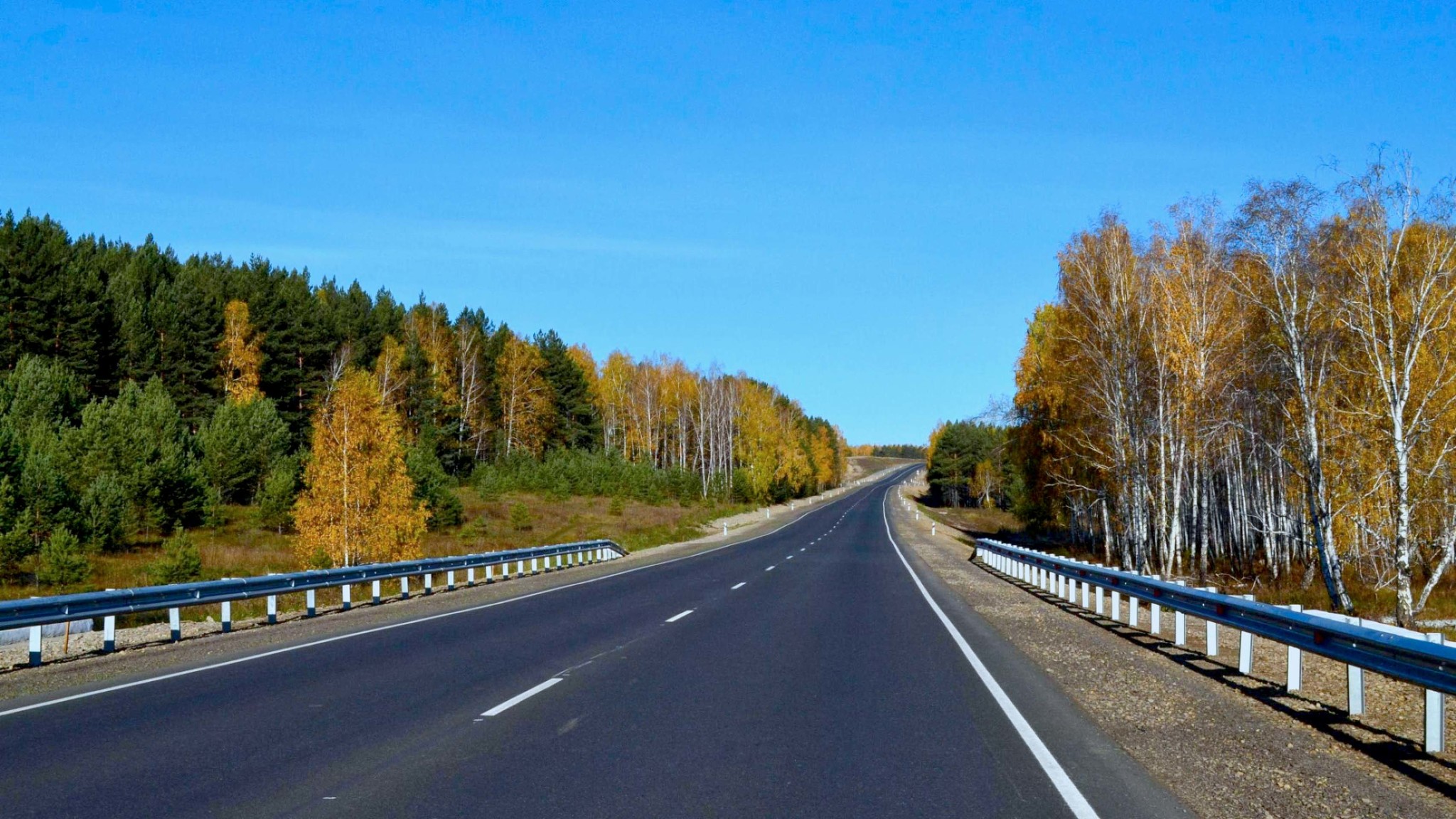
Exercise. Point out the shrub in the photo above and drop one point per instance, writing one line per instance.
(63, 560)
(179, 562)
(587, 474)
(520, 516)
(277, 496)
──────────
## Stated goal
Rewrite the rows above as a Markdown table with the columns No. and Line, numbering each line and placing its text beside the number. Skip blank lines and leave the pictures out.

## Answer to this task
| No. | Line |
|---|---|
| 1 | Exercise. Point out the shrub in the photo above and drop one point per instance, writing one line per instance. |
| 2 | (63, 560) |
| 3 | (179, 562) |
| 4 | (587, 474) |
| 5 | (520, 516) |
| 6 | (277, 496) |